Stated goal
In the piece on writing perspective, copy the portion starting with "Perspective tends to" and going on through "by Jay McInerney.", swapping "signature voice" for "trademark style".

Passage shown
They, You and I: Perspective as a Writer
Perspective is in my opinion the most important element a writer needs to choose once he or she knows what to write, contrary to font, as I stated in another Hub. It's the perspective that ultimately determines how a story is told, and how the writer and his or her audience will interact with it. Should the story be told directly through a character's eyes and through his or her voice, or should the voice be one of omnipresence, a God-like figure or detached observer who knows all? Maybe the story would even seem to be best told directly to the audience, addressing the main character as the reader in second person.
Perspective tends to be part of any writer's signature voice. A writer like Stephen King always tells his stories in the third person, telling the story like someone who maybe saw everything that was happening to every character as the story unfolded, all through unexplained means. On the other hand, a writer like Chuck Palahniuk tends to use the first person to go even further into the psychology of a single character while making them the center of his satirical messages, a la Survivor or Choke . Some authors (very few) have even chosen the second person to narrate a story, forcing the reader to take the main character's place with a dominant “you” as the main noun. I've only seen this done in one novel in its entirety, and that was Bright Lights, Big City by Jay McInerney.
The first person tends to be my choice, as it gets into the head of a certain character and can be a great narrative choice if psychology is what you want to explore as a writer in your story. Of course you might want to think of tense as well, something most writers don't tend to debate too much, most sticking with the typical past tense. Though this may be a popular tense of past writers and into today, present tense is growing as well, and is what I'm most comfortable in writing, though it really depends on how the story wants to be told. Do you want your character to know what's going to happen as the story goes along? Then you're safer with strict past tense. Do you want your character to seem as clueless to his or her exact future as the reader? Then present tense can be best. This tends to be my case. I prefer the unpredictability. But present tense can also be used to describe past events, with the character simply reliving all the moments by telling them as though they're happening at the moment, much like how some people will casually tell stories. I've even seen third person present tense though, but only in one case so far, The Delivery Man by Joe McGinniss, Jr.
The first person is something I consider a form of method acting, or at least I approach it this way, considering my novels and short stories told in this perspective to be as much performances as they are stories. Being character-driven rather than plot-driven, I'm a very psychological writer.
A lot of genre writers tend to prefer the third person, mainly because it's more explanatory and allows for the writer to write in their own voice to describe their literary universes. Fantasy and sci-fi is almost always told in third person, especially if a lot about the world needs explaining, and many characters are focused in on. By default, the narration is usually past tense, like any story would be casually told. The narrator in third person can sometimes be someone a main character knew (i.e. the narrator of Slaughterhouse Five ) or it can simply be a nameless, Godly presence. Third person has also focused on one character's thoughts or actions (called Third Person limited) while the more all-knowing narrator can exist (Third Person omniscient). Third person can make any writer feel more like a God, like they have control over their characters and the way the story moves. Most bestsellers tend to carry this narrative method.

Data items
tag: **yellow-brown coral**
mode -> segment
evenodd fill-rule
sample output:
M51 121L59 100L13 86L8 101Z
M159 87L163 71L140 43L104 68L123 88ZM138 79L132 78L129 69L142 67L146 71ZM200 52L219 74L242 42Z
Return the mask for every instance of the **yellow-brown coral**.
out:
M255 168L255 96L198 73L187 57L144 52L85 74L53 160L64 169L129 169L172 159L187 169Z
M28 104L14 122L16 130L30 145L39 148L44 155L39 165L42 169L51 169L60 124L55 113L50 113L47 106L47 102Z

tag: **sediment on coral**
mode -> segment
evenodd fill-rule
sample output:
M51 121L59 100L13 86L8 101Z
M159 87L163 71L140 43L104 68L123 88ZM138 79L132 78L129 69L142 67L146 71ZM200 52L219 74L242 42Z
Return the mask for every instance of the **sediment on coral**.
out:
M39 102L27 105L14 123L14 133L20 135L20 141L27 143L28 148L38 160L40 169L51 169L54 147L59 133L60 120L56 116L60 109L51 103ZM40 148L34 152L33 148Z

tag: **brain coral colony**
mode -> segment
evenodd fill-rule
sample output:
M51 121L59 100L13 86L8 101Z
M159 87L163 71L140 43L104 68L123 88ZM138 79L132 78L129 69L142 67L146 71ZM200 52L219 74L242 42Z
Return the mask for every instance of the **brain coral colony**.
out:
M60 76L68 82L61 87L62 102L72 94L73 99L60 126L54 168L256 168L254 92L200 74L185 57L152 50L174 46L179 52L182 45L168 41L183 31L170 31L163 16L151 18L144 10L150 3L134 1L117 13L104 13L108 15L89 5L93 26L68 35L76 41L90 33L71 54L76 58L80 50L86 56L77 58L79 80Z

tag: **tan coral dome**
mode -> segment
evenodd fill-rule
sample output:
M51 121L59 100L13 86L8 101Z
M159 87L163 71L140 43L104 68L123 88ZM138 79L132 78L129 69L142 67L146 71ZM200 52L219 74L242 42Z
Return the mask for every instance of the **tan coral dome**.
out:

Reply to the task
Perspective tends to be part of any writer's trademark style. A writer like Stephen King always tells his stories in the third person, telling the story like someone who maybe saw everything that was happening to every character as the story unfolded, all through unexplained means. On the other hand, a writer like Chuck Palahniuk tends to use the first person to go even further into the psychology of a single character while making them the center of his satirical messages, a la Survivor or Choke . Some authors (very few) have even chosen the second person to narrate a story, forcing the reader to take the main character's place with a dominant “you” as the main noun. I've only seen this done in one novel in its entirety, and that was Bright Lights, Big City by Jay McInerney.